▶ _WRITTEN EXERCISE_
Copy the following data verbatim, reproducing every line without alteration.
····················
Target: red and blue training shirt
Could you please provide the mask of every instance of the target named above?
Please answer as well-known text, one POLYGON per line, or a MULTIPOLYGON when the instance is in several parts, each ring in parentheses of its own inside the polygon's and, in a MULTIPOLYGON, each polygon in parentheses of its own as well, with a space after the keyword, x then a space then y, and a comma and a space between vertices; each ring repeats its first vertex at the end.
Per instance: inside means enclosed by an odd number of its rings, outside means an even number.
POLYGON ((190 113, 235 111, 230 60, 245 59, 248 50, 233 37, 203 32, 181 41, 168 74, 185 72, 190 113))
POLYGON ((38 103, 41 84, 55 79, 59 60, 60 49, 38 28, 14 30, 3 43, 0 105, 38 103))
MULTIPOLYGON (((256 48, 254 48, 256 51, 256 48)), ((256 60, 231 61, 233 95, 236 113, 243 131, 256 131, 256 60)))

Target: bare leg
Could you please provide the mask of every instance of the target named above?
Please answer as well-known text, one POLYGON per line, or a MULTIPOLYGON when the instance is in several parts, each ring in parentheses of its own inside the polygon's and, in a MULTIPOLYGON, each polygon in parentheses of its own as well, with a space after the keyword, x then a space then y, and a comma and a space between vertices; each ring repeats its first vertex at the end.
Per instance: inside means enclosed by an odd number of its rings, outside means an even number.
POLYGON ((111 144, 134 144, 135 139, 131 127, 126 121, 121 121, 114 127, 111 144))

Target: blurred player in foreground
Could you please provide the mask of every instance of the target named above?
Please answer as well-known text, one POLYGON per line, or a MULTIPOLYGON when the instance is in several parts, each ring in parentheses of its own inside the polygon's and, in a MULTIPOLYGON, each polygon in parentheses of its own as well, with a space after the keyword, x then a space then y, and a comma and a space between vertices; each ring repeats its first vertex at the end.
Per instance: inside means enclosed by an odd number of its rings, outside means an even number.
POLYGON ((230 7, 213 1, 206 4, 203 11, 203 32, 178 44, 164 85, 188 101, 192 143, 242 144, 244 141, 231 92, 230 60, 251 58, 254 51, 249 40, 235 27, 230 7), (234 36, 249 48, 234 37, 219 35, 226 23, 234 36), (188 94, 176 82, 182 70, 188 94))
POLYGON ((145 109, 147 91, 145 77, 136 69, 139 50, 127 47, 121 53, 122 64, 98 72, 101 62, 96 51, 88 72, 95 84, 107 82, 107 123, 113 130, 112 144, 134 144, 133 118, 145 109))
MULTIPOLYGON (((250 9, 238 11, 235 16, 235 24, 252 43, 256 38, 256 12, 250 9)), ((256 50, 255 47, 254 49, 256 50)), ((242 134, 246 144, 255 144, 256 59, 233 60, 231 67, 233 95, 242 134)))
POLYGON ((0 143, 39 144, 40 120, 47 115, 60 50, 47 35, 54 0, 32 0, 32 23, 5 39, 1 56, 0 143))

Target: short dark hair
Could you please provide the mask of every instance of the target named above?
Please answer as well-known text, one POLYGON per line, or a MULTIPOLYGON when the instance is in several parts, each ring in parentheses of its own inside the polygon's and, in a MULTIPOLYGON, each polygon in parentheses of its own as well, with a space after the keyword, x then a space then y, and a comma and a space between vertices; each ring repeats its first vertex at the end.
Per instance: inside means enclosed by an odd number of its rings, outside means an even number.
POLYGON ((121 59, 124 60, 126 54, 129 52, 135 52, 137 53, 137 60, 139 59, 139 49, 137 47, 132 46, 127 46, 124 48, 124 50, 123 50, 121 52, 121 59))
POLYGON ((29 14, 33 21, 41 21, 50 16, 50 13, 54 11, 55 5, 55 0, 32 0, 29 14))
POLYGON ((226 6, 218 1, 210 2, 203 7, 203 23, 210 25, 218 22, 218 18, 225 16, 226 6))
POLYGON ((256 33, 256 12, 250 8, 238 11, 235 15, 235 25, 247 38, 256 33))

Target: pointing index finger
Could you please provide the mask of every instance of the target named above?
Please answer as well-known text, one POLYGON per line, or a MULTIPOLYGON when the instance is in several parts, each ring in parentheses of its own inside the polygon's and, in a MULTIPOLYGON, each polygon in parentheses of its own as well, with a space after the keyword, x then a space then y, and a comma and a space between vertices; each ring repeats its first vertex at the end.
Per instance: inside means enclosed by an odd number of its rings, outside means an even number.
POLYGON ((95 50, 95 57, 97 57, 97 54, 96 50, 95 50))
····················
▶ _COMPLETED EXERCISE_
Target: red and blue training shirt
Could you please provide the mask of every instance of the target named above?
Please answer as well-known text, one POLYGON per line, or a MULTIPOLYGON when the instance is in several parts, each ring in parentheses of its own inside the polygon's and, in a MULTIPOLYGON, each polygon in parentheses of its own as well, with a space after the keyword, x then a space then y, and a comma and a space between vertices; each ring repeats its first vertex at the end.
Per instance: inside means enclosed by an odd number of its rings, outside means an even number.
POLYGON ((190 113, 235 111, 230 60, 245 59, 248 50, 233 37, 203 32, 181 41, 168 74, 185 72, 190 113))
POLYGON ((38 103, 41 84, 55 79, 59 60, 60 49, 38 28, 14 30, 3 43, 0 105, 38 103))
MULTIPOLYGON (((256 48, 254 48, 256 51, 256 48)), ((256 60, 231 61, 233 95, 236 113, 243 131, 256 131, 256 60)))

Target: bare leg
Could you please provide the mask of every instance of the target named above?
Please answer as well-known text, one POLYGON per line, or a MULTIPOLYGON when the instance is in several parts, each ring in parentheses of its own inside the polygon's and, in a MULTIPOLYGON, each polygon in parentheses of its own as well, with a space after the keyword, x then a space then y, and a comma and a space between vertices; each ring repeats its first vertex at the end.
Per instance: inside means enclosed by an odd number of its rings, outside means an even number.
POLYGON ((111 144, 134 144, 135 139, 131 127, 126 121, 121 121, 114 127, 111 144))

Target: blurred player in foreground
Could you please provide the mask of every instance of the target named above?
Please answer as well-known text, one POLYGON per line, or a MULTIPOLYGON when the instance is in several parts, each ring in parentheses of its own inside the polygon's and, in a MULTIPOLYGON, each polygon in parentheses of its own as well, with a space after the keyword, x then a space then y, and a comma and a space between vertices; each ring repeats its first vertex at the end.
Per instance: inside means enclosed by an odd number of its rings, outside means an even number.
POLYGON ((230 7, 213 1, 206 4, 203 11, 203 32, 178 44, 164 85, 188 101, 192 143, 242 144, 244 141, 231 92, 230 60, 251 58, 254 51, 249 40, 235 27, 230 7), (234 36, 249 48, 234 37, 219 35, 226 23, 234 36), (188 94, 176 82, 182 70, 188 94))
POLYGON ((145 109, 147 91, 145 77, 136 69, 139 50, 127 47, 121 53, 122 64, 98 72, 101 62, 96 51, 88 72, 95 84, 107 82, 107 123, 113 130, 112 144, 134 144, 133 118, 145 109))
MULTIPOLYGON (((250 9, 238 11, 235 16, 235 24, 252 43, 256 38, 256 12, 250 9)), ((256 50, 255 47, 254 49, 256 50)), ((242 134, 246 144, 255 144, 256 59, 233 60, 231 67, 233 95, 242 134)))
POLYGON ((0 143, 39 144, 40 120, 47 115, 60 50, 47 35, 54 0, 32 0, 32 23, 5 39, 1 56, 0 143))

Target: short dark hair
Could you please provide the mask of every instance of the target named above?
Please answer as well-known text, one POLYGON per line, or a MULTIPOLYGON when the instance is in several parts, each ring in parentheses of its own inside the polygon's and, in a MULTIPOLYGON, each polygon in parentheses of its own as well, with a space after the keyword, x then a space then y, and a comma and a space between vertices; each ring repeats its first vertex at the end.
Per instance: inside means enclosed by an odd number of its rings, outside means an even number.
POLYGON ((121 59, 124 60, 126 54, 129 52, 135 52, 137 53, 137 60, 139 59, 139 49, 137 47, 132 46, 127 46, 124 48, 124 50, 123 50, 121 52, 121 59))
POLYGON ((29 14, 33 21, 41 21, 50 16, 50 13, 54 11, 55 5, 55 0, 32 0, 29 14))
POLYGON ((226 6, 218 1, 210 2, 203 7, 203 23, 210 25, 218 22, 218 18, 225 16, 226 6))
POLYGON ((256 33, 256 12, 250 8, 238 11, 235 15, 235 25, 247 38, 256 33))

Target: pointing index finger
Could you please provide the mask of every instance of the target named above?
Please answer as well-known text, one POLYGON per line, or a MULTIPOLYGON when the instance is in several parts, each ring in parentheses of its own inside the polygon's and, in a MULTIPOLYGON, each polygon in parentheses of its own as well, with a space after the keyword, x then a space then y, and a comma and a space between vertices; each ring repeats its first vertex at the end.
Per instance: inside means enclosed by an odd number of its rings, outside means an even number.
POLYGON ((95 50, 95 57, 97 57, 97 54, 96 50, 95 50))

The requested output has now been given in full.